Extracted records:

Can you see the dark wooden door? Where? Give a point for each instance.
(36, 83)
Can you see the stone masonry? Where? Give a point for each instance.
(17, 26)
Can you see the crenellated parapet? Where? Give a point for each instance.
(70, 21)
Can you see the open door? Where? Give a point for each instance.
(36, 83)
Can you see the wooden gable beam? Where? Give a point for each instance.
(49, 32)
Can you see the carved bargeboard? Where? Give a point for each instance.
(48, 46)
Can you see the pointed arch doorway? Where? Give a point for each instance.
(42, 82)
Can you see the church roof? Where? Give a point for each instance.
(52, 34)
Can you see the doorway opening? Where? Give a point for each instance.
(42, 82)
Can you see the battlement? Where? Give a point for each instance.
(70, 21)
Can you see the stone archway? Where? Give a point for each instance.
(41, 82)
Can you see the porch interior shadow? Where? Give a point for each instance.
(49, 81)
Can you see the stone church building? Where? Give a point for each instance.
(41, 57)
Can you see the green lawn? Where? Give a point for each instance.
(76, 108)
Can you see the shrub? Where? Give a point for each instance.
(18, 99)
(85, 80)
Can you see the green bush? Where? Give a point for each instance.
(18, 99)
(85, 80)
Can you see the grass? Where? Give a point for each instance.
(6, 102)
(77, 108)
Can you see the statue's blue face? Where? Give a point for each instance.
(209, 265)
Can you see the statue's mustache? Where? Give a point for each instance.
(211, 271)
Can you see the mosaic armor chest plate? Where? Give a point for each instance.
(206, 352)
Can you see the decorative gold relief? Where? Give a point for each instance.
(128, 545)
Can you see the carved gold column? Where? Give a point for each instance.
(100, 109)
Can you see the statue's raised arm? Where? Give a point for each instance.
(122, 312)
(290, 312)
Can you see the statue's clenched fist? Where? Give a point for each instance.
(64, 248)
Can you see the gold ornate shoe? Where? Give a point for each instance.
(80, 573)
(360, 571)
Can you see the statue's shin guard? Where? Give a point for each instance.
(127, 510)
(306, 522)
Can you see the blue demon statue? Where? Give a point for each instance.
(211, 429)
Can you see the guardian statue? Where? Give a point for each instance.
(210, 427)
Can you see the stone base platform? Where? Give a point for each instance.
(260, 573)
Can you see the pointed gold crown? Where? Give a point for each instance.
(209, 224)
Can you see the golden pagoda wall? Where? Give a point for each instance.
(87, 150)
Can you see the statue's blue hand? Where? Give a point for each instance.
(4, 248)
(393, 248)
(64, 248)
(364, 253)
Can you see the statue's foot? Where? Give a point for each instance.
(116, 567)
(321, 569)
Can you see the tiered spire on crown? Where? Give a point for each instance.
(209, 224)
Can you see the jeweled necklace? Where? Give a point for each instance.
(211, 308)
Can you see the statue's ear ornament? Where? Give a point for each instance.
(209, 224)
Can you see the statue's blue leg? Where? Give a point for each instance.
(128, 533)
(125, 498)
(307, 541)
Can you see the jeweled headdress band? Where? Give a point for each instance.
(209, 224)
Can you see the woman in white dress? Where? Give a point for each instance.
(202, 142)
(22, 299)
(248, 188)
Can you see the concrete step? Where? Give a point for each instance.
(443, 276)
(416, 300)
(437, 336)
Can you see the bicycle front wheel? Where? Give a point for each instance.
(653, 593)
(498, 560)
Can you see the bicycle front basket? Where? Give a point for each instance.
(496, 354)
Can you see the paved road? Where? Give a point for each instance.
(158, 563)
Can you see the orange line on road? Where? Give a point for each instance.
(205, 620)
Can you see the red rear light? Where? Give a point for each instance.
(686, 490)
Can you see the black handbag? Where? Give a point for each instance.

- Directions for this task -
Please copy out each record, character for character.

- Completed task -
Can you see the dark wooden door? Where? Give a point for each instance.
(36, 83)
Can you see the stone masonry? Where? Give a point for each instance.
(17, 26)
Can you see the crenellated parapet? Where? Give a point for each instance.
(70, 21)
Can you see the open door? Where? Give a point for each instance.
(36, 83)
Can you see the wooden gable beam? Where? Give a point for each instance.
(49, 32)
Can you see the carved bargeboard? Where? Give a point for each instance.
(48, 46)
Can you see the pointed arch doorway? Where? Give a point for each instance.
(42, 82)
Can you see the church roof? Where? Give a point for each instance.
(52, 34)
Can you see the doorway opening? Where? Give a point for each instance.
(42, 82)
Can you see the battlement? Where? Give a point for each instance.
(70, 21)
Can you see the stone archway? Where? Give a point for each instance.
(41, 82)
Can you see the porch interior shadow? Where? Give a point for each instance.
(49, 81)
Can you see the stone church building? Where? Give a point for each instance.
(41, 57)
Can you see the green lawn? Where? Give a point for each instance.
(76, 108)
Can you see the shrub? Where? Give a point for each instance.
(18, 99)
(85, 80)
Can you see the green bush? Where? Give a point for each instance.
(18, 99)
(85, 80)
Can you see the grass? Where? Give a point for each instance.
(6, 102)
(77, 108)
Can you see the statue's blue face? Where? Give a point for each instance.
(209, 265)
Can you see the statue's mustache? Where? Give a point for each instance.
(211, 271)
Can you see the mosaic armor chest plate? Where? Give a point for each instance.
(206, 352)
Can you see the decorative gold relief? Where? Give a point for each instance.
(128, 545)
Can you see the carved gold column? Where? Give a point for each instance.
(100, 109)
Can you see the statue's raised arm? Where? Give a point for each instance.
(122, 312)
(290, 312)
Can you see the statue's clenched fist? Where? Give a point for each instance.
(64, 248)
Can you see the gold ornate shoe? Where? Give a point for each instance.
(80, 573)
(360, 571)
Can you see the statue's shin guard? Where? Give a point for each instance.
(127, 510)
(306, 522)
Can you see the blue demon statue? Where? Give a point for each instance.
(211, 429)
Can you see the guardian statue? Where? Give a point for each instance.
(210, 427)
Can you see the stone base platform? Where? Give a point for each instance.
(260, 573)
Can you see the pointed gold crown? Where? Give a point for each instance.
(209, 224)
Can you see the golden pagoda wall? Where? Give a point for each instance.
(87, 150)
Can you see the statue's blue hand? Where? Give a point for each instance.
(4, 248)
(393, 248)
(64, 248)
(364, 253)
Can you see the statue's foot? Where? Give a point for each instance.
(116, 567)
(321, 569)
Can you see the tiered spire on crown? Where? Give a point for each instance.
(209, 224)
Can you see the jeweled necklace? Where? Give a point for each instance.
(211, 308)
Can you see the statue's ear ornament? Where? Give a point for each instance.
(209, 224)
Can you see the statue's blue leg? Where? Give a point for each instance.
(128, 533)
(125, 498)
(307, 541)
Can you see the jeweled headdress band? Where? Give a point for each instance.
(209, 224)
Can you see the woman in white dress? Where? Give a point for each instance.
(202, 142)
(22, 299)
(248, 188)
Can you see the concrete step? Where? Give a point for each instance.
(443, 276)
(416, 300)
(437, 336)
Can you see the bicycle front wheel? Where? Give a point for each instance.
(653, 593)
(498, 560)
Can you see the bicycle front basket? Where? Give a point for each instance.
(496, 354)
Can you see the paved road? Where? Give a point for each instance.
(158, 563)
Can you see the orange line on road? Where? Give a point for each instance.
(205, 620)
Can you see the red rear light? Where? Give a point for each instance.
(686, 490)
Can you see the black handbag? Where? Give a point for each instance.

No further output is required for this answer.